---- Recorded information

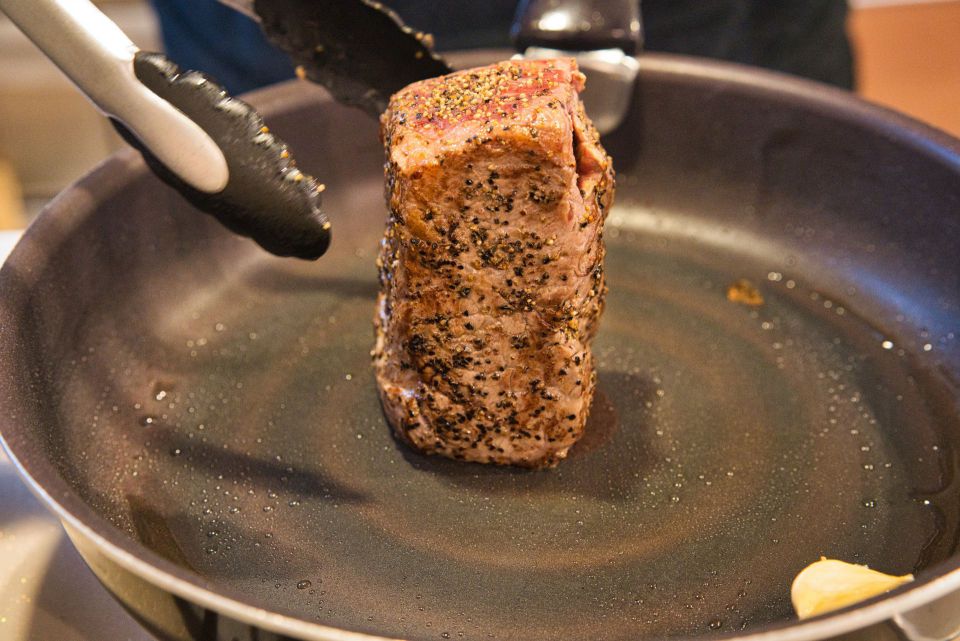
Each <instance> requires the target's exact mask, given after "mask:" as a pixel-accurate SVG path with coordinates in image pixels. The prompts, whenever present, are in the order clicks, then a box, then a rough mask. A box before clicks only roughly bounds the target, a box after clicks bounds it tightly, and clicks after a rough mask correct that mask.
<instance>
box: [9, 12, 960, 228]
mask: <svg viewBox="0 0 960 641" xmlns="http://www.w3.org/2000/svg"><path fill="white" fill-rule="evenodd" d="M408 1H409V0H408ZM207 2H212V0H191V1H190V2H186V3H185V2H176V1H175V0H156V7H154V6H152V5H151V4H150V3H149V2H147V0H100V1H98V2H96V4H98V5H99V6H100V7H101V8H102V9H103V10H104V11H105V12H106V13H107V14H108V15H109V16H110V17H111V18H112V19H113V20H114V21H115V22H117V23H118V24H119V25H120V27H121V28H122V29H123V30H124V31H125V32H126V33H127V34H128V35H129V36H130V38H131V39H132V40H133V41H134V42H135V43H136V44H137V45H138V46H140V47H141V48H142V49H147V50H163V49H164V38H163V37H162V34H161V22H160V19H159V17H158V13H157V11H156V9H160V10H161V15H162V17H163V26H164V28H166V29H167V32H168V33H167V34H166V35H167V45H168V46H169V47H170V49H171V50H170V55H171V57H172V58H173V59H174V60H175V61H177V62H180V63H181V64H184V65H190V63H191V62H196V61H197V60H204V58H202V55H203V53H204V52H198V51H196V50H191V39H190V35H191V34H192V35H193V36H194V38H193V41H194V42H197V43H203V42H209V41H210V36H208V35H205V34H204V33H203V32H200V31H197V32H194V31H193V29H192V26H191V25H190V24H185V22H188V21H189V20H190V17H189V16H186V17H185V16H184V15H183V13H182V12H183V7H189V8H190V10H191V11H194V10H196V9H197V8H199V7H201V6H203V5H204V4H205V3H207ZM647 2H648V3H649V5H648V4H644V5H643V6H644V11H645V13H646V11H648V9H650V10H655V9H656V8H657V7H656V5H657V4H658V3H657V1H656V0H647ZM387 4H391V3H390V2H387ZM421 4H423V3H421ZM426 4H427V5H429V6H428V11H427V12H425V13H424V14H423V15H424V16H427V15H428V14H432V17H433V18H436V17H437V14H438V13H442V12H437V11H436V9H435V5H432V4H431V3H426ZM471 4H472V5H475V6H478V5H483V6H494V5H497V3H491V4H489V5H485V3H471ZM660 4H665V3H660ZM709 4H722V3H702V4H701V6H706V5H709ZM728 4H731V6H732V5H737V4H739V5H749V4H750V3H747V2H741V3H736V2H733V3H728ZM777 4H780V3H777ZM402 5H403V2H401V1H399V0H398V2H397V4H396V6H397V8H398V10H399V11H400V12H401V14H402V15H404V16H405V17H406V18H407V20H408V21H409V22H410V23H411V24H413V25H414V26H418V27H420V28H424V29H427V30H434V29H439V30H440V31H441V37H438V43H440V44H441V46H442V45H443V43H444V39H443V37H442V30H443V29H444V28H445V25H443V24H439V25H437V24H429V23H428V24H423V23H422V22H421V23H419V24H418V22H417V21H418V20H428V19H429V18H428V17H418V14H417V12H416V9H415V8H414V9H410V8H409V7H408V8H407V10H406V11H405V10H404V7H403V6H402ZM783 5H784V6H787V5H790V6H792V7H798V6H809V7H812V9H811V11H810V12H808V14H807V15H804V16H799V17H797V16H790V15H784V16H781V20H780V23H781V24H780V25H779V26H777V25H776V24H774V27H772V28H773V29H782V33H781V32H776V33H773V32H769V31H768V32H767V33H766V34H764V35H765V36H770V35H771V33H773V36H772V37H773V38H774V40H775V41H779V40H782V39H783V38H784V35H783V34H787V35H791V36H794V37H795V36H797V35H798V34H801V35H802V34H804V31H803V30H804V29H807V27H806V26H805V25H806V24H807V23H806V22H804V21H805V20H817V19H822V20H823V21H825V22H829V21H834V22H836V23H837V25H838V26H837V27H836V30H837V31H838V33H839V31H840V30H843V29H844V28H845V30H846V34H847V36H848V38H849V43H850V46H851V49H852V52H853V76H854V87H855V91H857V92H858V93H859V94H860V95H862V96H863V97H865V98H867V99H869V100H872V101H874V102H877V103H880V104H882V105H885V106H888V107H892V108H894V109H898V110H900V111H903V112H905V113H907V114H909V115H911V116H914V117H915V118H918V119H920V120H923V121H925V122H927V123H930V124H932V125H934V126H936V127H939V128H941V129H943V130H945V131H947V132H950V133H952V134H953V135H955V136H958V137H960V0H899V1H898V0H851V2H850V3H849V7H848V10H846V11H845V10H844V9H846V7H843V6H842V0H841V5H840V8H839V10H838V9H837V3H832V2H827V1H823V2H817V1H816V0H812V1H811V2H807V3H803V2H799V1H797V0H791V2H790V3H783ZM815 5H816V7H815ZM444 6H449V5H446V4H445V5H444ZM501 6H502V5H501ZM673 6H676V5H673ZM828 6H829V7H832V8H830V9H829V12H830V15H829V16H828V15H826V12H827V11H828V9H827V8H826V7H828ZM178 7H179V8H178ZM211 11H214V12H216V11H219V7H213V6H212V5H211ZM670 13H671V12H670V11H668V10H664V11H662V12H659V13H658V14H656V15H651V17H649V18H648V16H647V15H645V16H644V19H645V22H646V23H647V29H648V46H649V48H650V49H652V50H658V49H659V50H664V49H667V50H673V51H688V52H693V53H701V54H702V53H707V54H710V55H713V54H711V52H713V51H715V52H716V54H715V55H716V57H724V58H727V59H734V60H740V61H744V60H747V61H749V58H745V57H744V56H747V55H752V53H756V51H753V50H755V49H757V39H756V38H754V40H752V41H750V42H749V43H747V45H749V46H747V45H745V46H747V49H751V47H752V49H751V51H752V53H748V54H744V53H743V51H740V52H739V53H738V52H737V46H738V44H743V43H733V44H732V45H731V44H730V43H729V42H726V41H725V40H724V41H723V42H720V41H721V40H723V38H724V37H725V36H724V35H723V34H720V36H718V37H716V38H713V39H712V40H711V39H710V37H707V36H703V37H702V38H700V39H699V40H698V37H699V36H698V34H701V33H707V31H705V30H704V31H699V30H701V29H706V26H705V23H704V24H701V23H700V22H698V21H697V20H692V21H690V20H688V21H686V22H684V21H683V20H679V19H675V18H677V17H676V16H674V15H669V14H670ZM781 13H783V12H781ZM440 18H441V19H442V18H444V16H442V15H441V16H440ZM178 20H179V21H180V22H178ZM207 20H208V27H211V28H213V29H215V30H216V29H219V33H221V34H223V33H227V32H233V33H234V34H235V36H236V37H238V38H244V37H248V36H245V35H244V34H247V33H248V32H247V31H246V28H247V27H252V25H243V24H239V23H233V22H232V21H231V26H230V27H229V28H225V27H224V25H223V23H222V22H217V21H218V20H220V18H216V17H208V18H207ZM441 22H442V20H441ZM470 22H471V23H472V24H485V25H488V26H489V25H490V24H492V22H491V21H486V20H485V19H483V18H481V19H479V20H478V19H477V18H476V17H473V18H471V20H470ZM494 22H495V21H494ZM678 25H679V26H678ZM707 26H708V25H707ZM174 30H176V31H178V32H179V35H177V36H176V37H175V38H172V39H171V37H170V36H171V32H172V31H174ZM231 30H233V31H231ZM499 31H504V33H503V34H501V35H499V36H497V35H493V36H489V37H488V38H487V40H486V41H484V34H480V33H477V32H471V33H470V34H456V35H457V37H458V38H459V40H454V38H453V37H452V36H449V35H448V37H447V39H446V42H447V43H454V42H459V43H461V44H466V45H479V44H484V43H487V44H503V43H504V42H506V40H505V35H506V34H505V29H499V28H498V32H499ZM678 31H682V32H683V33H682V34H678V33H677V32H678ZM680 35H682V36H683V37H678V36H680ZM490 38H493V39H494V41H491V40H490ZM496 38H500V39H501V40H502V41H496ZM718 38H719V39H718ZM778 39H779V40H778ZM718 42H720V44H718ZM724 43H725V44H724ZM227 44H228V45H229V43H227ZM811 44H812V45H813V46H817V45H816V43H815V42H812V43H811ZM721 45H722V46H721ZM741 49H743V47H741ZM226 50H227V51H228V52H229V51H230V49H229V46H228V47H227V49H226ZM235 50H236V51H243V50H244V48H239V49H235ZM222 53H223V51H221V54H222ZM247 55H248V57H249V56H255V57H258V58H259V59H260V60H263V59H264V58H265V57H269V56H263V55H262V54H261V53H257V51H256V50H251V51H248V52H247ZM812 55H813V57H812V58H811V57H810V56H808V60H807V61H806V62H805V63H804V64H806V66H807V67H810V66H811V65H812V66H816V64H817V61H816V55H817V54H816V52H815V51H814V53H813V54H812ZM848 60H849V56H848ZM754 62H756V63H757V64H764V65H766V66H770V67H773V68H779V69H781V70H784V69H785V70H788V71H794V72H796V70H795V69H794V68H793V67H791V66H790V61H789V60H788V59H787V58H786V57H784V56H780V59H776V57H768V58H757V59H756V60H754ZM251 64H252V63H251ZM271 64H272V68H271V69H269V70H267V71H266V72H265V75H263V76H262V77H257V78H255V81H254V82H252V83H250V84H253V85H255V84H263V83H264V82H268V81H269V79H270V78H279V77H285V76H286V75H288V71H287V70H285V69H284V68H283V63H282V62H280V63H279V67H278V62H277V61H276V60H273V61H272V62H271ZM209 65H210V66H211V67H212V68H211V67H207V66H204V65H196V64H195V65H193V66H196V67H199V68H201V69H202V70H205V71H213V72H214V73H213V75H214V76H218V77H220V79H221V80H222V81H223V82H225V83H226V84H227V85H228V87H229V88H231V90H234V91H236V90H243V89H247V88H249V86H245V85H244V83H243V81H244V80H250V78H251V76H249V75H247V76H244V75H243V73H242V72H241V74H240V76H238V78H239V80H231V79H230V78H229V74H230V73H231V72H230V71H229V70H227V69H223V68H217V63H216V61H215V60H213V61H211V62H209ZM261 66H262V65H261ZM218 72H219V73H218ZM221 74H227V77H224V75H221ZM806 75H809V76H812V77H818V73H817V72H816V71H811V72H810V73H806ZM821 79H823V77H822V76H821ZM833 81H834V82H835V84H840V85H844V84H847V85H849V83H848V82H845V81H844V80H842V79H841V80H833ZM122 145H123V143H122V142H121V141H120V139H119V138H118V137H117V135H116V134H115V133H114V131H113V128H112V127H111V126H110V125H109V124H108V123H107V121H106V120H105V119H104V118H103V117H101V116H100V115H99V114H98V113H97V112H96V111H95V110H94V109H93V107H91V106H90V105H89V104H88V103H87V101H86V99H85V98H83V97H82V96H81V95H80V94H79V93H78V92H77V91H76V90H74V89H73V87H72V86H71V85H70V84H69V82H68V81H67V80H65V79H64V78H63V77H62V76H61V75H60V72H59V71H58V70H57V69H56V68H55V67H54V66H53V65H52V64H51V63H50V62H48V61H47V60H46V59H45V58H44V57H43V56H42V55H41V54H40V53H39V52H38V51H37V50H36V49H35V48H34V47H33V45H32V44H31V43H30V42H29V41H28V40H27V39H26V38H24V37H23V36H22V35H21V34H20V33H19V32H18V31H17V29H16V28H15V27H14V26H13V25H12V24H10V22H9V21H7V20H6V18H5V17H4V16H3V15H2V14H0V229H18V228H22V227H24V226H25V225H26V224H28V222H29V221H30V220H31V219H32V217H33V216H35V215H36V213H37V212H38V211H39V210H40V208H42V206H43V204H44V203H46V202H47V201H48V200H49V199H50V198H51V197H52V196H54V195H55V194H56V193H57V192H58V191H60V190H61V189H62V188H63V187H64V186H66V185H67V184H69V183H70V182H72V181H73V180H75V179H77V178H78V177H80V176H81V175H83V174H84V173H85V172H87V171H88V170H89V169H91V168H92V167H93V166H94V165H96V164H97V163H98V162H100V161H101V160H102V159H103V158H105V157H106V156H107V155H109V154H110V153H111V152H112V151H114V150H116V149H118V148H119V147H121V146H122Z"/></svg>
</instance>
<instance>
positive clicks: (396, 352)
mask: <svg viewBox="0 0 960 641" xmlns="http://www.w3.org/2000/svg"><path fill="white" fill-rule="evenodd" d="M582 86H583V76H582V75H581V74H580V73H579V72H578V71H577V69H576V63H575V62H574V61H573V60H570V59H559V60H552V61H517V62H506V63H500V64H498V65H492V66H490V67H483V68H479V69H473V70H469V71H465V72H459V73H456V74H451V75H449V76H444V77H441V78H435V79H431V80H427V81H424V82H420V83H416V84H413V85H410V86H409V87H407V88H405V89H404V90H402V91H400V92H399V93H397V94H396V95H394V97H393V98H392V100H391V102H390V106H389V108H388V109H387V111H386V112H385V113H384V115H383V117H382V136H383V140H384V143H385V147H386V150H387V162H386V165H385V174H386V197H387V202H388V206H389V211H390V217H389V220H388V222H387V229H386V232H385V234H384V239H383V241H382V243H381V251H380V256H379V258H378V268H379V275H380V285H381V294H380V297H379V302H378V310H377V315H376V318H375V328H376V333H377V345H376V348H375V349H374V352H373V360H374V367H375V369H376V374H377V382H378V386H379V390H380V395H381V400H382V403H383V406H384V410H385V413H386V415H387V418H388V420H389V421H390V423H391V425H392V426H393V427H394V430H395V432H396V433H397V435H398V437H399V438H401V439H402V440H405V441H407V442H408V443H410V444H411V445H413V446H414V447H416V448H417V449H420V450H421V451H424V452H428V453H436V454H441V455H444V456H448V457H451V458H457V459H464V460H470V461H477V462H488V463H499V464H516V465H522V466H526V467H545V466H553V465H555V464H557V463H558V462H559V461H560V460H561V459H562V458H563V457H565V456H566V454H567V451H568V450H569V448H570V446H571V445H573V443H574V442H575V441H576V440H577V439H578V438H579V437H580V436H581V435H582V433H583V429H584V425H585V423H586V419H587V415H588V412H589V406H590V401H591V399H592V395H593V388H594V384H595V380H596V375H595V372H594V369H593V358H592V355H591V353H590V349H589V344H590V340H591V338H592V337H593V335H594V333H595V332H596V327H597V321H598V319H599V316H600V313H601V311H602V307H603V297H604V293H605V289H606V288H605V285H604V275H603V255H604V245H603V236H602V227H603V220H604V218H605V216H606V212H607V210H608V209H609V207H610V204H611V202H612V197H613V170H612V166H611V162H610V158H609V157H608V156H607V155H606V153H605V152H604V151H603V148H602V147H601V146H600V143H599V137H598V135H597V132H596V130H595V129H594V128H593V126H592V125H591V124H590V123H589V121H588V120H587V118H586V116H585V114H584V112H583V107H582V104H581V103H580V101H579V99H578V97H577V92H578V91H579V90H580V89H581V88H582Z"/></svg>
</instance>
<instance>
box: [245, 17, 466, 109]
mask: <svg viewBox="0 0 960 641" xmlns="http://www.w3.org/2000/svg"><path fill="white" fill-rule="evenodd" d="M253 9H254V11H255V12H256V14H257V15H258V16H259V17H260V22H261V25H262V27H263V30H264V32H265V33H266V34H267V37H269V38H270V40H271V41H272V42H273V43H274V44H275V45H277V46H278V47H280V48H281V49H283V50H284V51H286V52H287V54H288V55H289V56H290V57H291V58H292V59H293V61H294V63H296V64H297V65H299V66H300V67H301V68H302V69H303V72H304V73H305V74H306V77H307V78H309V79H310V80H312V81H314V82H317V83H319V84H321V85H323V86H324V87H326V88H327V89H328V90H329V91H330V93H332V94H333V96H334V97H335V98H336V99H337V100H339V101H340V102H344V103H346V104H350V105H354V106H358V107H361V108H362V109H364V110H365V111H367V112H368V113H369V114H371V115H373V116H375V117H377V116H379V115H380V113H381V112H383V110H384V109H386V107H387V102H388V101H389V100H390V96H392V95H393V94H394V93H396V92H397V91H399V90H400V89H402V88H403V87H406V86H407V85H409V84H410V83H411V82H416V81H418V80H424V79H426V78H433V77H435V76H442V75H444V74H448V73H450V72H451V71H452V69H451V68H450V67H449V66H448V65H447V63H446V62H444V61H443V60H442V59H441V58H440V57H438V56H437V55H436V54H434V53H433V48H432V38H431V37H430V36H429V35H426V34H423V33H421V32H419V31H415V30H413V29H411V28H409V27H407V26H405V25H404V24H403V22H402V21H401V20H400V17H399V16H397V14H396V13H394V12H393V11H391V10H390V9H388V8H387V7H385V6H383V5H382V4H380V3H379V2H373V1H372V0H350V1H347V2H344V1H337V2H304V0H255V1H254V3H253Z"/></svg>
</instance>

--------

■ Work item
Copy the rows word for word from their start through the line containing "box: [9, 12, 960, 228]", including that line, and leave the pictures out.

■ Response
Each <instance> requires the target's exact mask, given after "mask:" as a pixel-accurate SVG path with coordinates in image pixels. The prompts, whenever present, are in the order clicks, then a box, then a rough mask. A box before clicks only roughly bounds the target, a box after clicks bounds it tightly, and clicks after a rough mask correct that mask.
<instance>
box: [9, 12, 960, 228]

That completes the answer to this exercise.